**Selected excerpt:**
Epilation of excess body hair is achieved using “sugaring” — a little like waxing. All of these traditional beauty treatments are now readily available in expensive beauty salons everywhere in the world — at hugely inflated prices.
Henna application is usually done the night before. The difficulty with this is that henna paste dries rock-hard and I became used to seeing Fatiha sporting what looked like a helmet of reddish-brown clay on hammam days. You could actually knock on it with your knuckles and cracks would appear like those in soil after a long drought.
The best part of going to a hammam, however, is the massage or exfoliation of the skin. Once the steam has gone to work, the pores open and it is now time to start scrubbing. If you are lucky, there is a woman employed to do just that, or a friend can “do” the less accessible parts of the body. Dead skin and dirt just roll off the body, which is then rinsed before applying soap.
Above all, the hammam is a place where women can socialise without any male surveillance or class distinction. The Algerian equivalent of a hen party is usually held there, with the future bride, accompanied by the female members of her family, entering the hammam to the sound of chanting, youyous, and the derbouka drum. Afterwards, cakes and cold drinks will be served to everyone there, family members and strangers alike. Her next trip to the baths will probably be with her new mother-in-law.
The hammam can also act as an impromptu marriage agency, where mothers with sons of marriageable age can thoroughly inspect for physical flaws any prospective candidate for her son’s hand. This prospect actually makes my skin crawl, bringing to mind a nightmare vision of a livestock market, and my outraged Britishness comes to the fore.

**Required work:**
[a] In the passage on the hammam, when is henna application usually done?
[b] Copy out the passage on the hammam from "The hammam can" to "to the fore.".

[Dataset records]
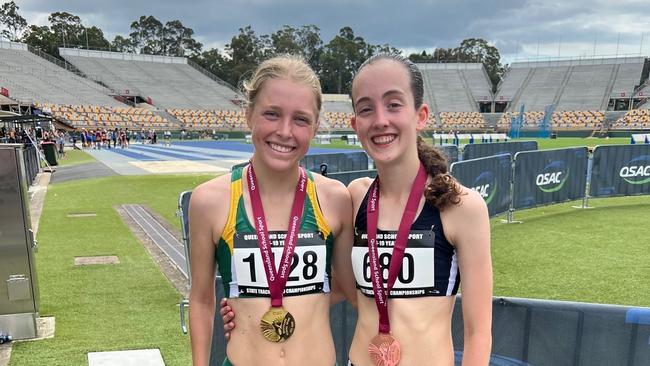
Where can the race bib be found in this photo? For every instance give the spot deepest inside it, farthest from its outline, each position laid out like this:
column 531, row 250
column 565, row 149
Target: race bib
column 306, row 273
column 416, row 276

---

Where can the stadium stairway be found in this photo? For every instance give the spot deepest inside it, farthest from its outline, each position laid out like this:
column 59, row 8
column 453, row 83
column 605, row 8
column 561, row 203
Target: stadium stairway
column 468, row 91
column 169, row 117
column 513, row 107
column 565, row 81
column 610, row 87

**Solutions to the problems:**
[a] The night before.

[b]
The hammam can also act as an impromptu marriage agency, where mothers with sons of marriageable age can thoroughly inspect for physical flaws any prospective candidate for her son’s hand. This prospect actually makes my skin crawl, bringing to mind a nightmare vision of a livestock market, and my outraged Britishness comes to the fore.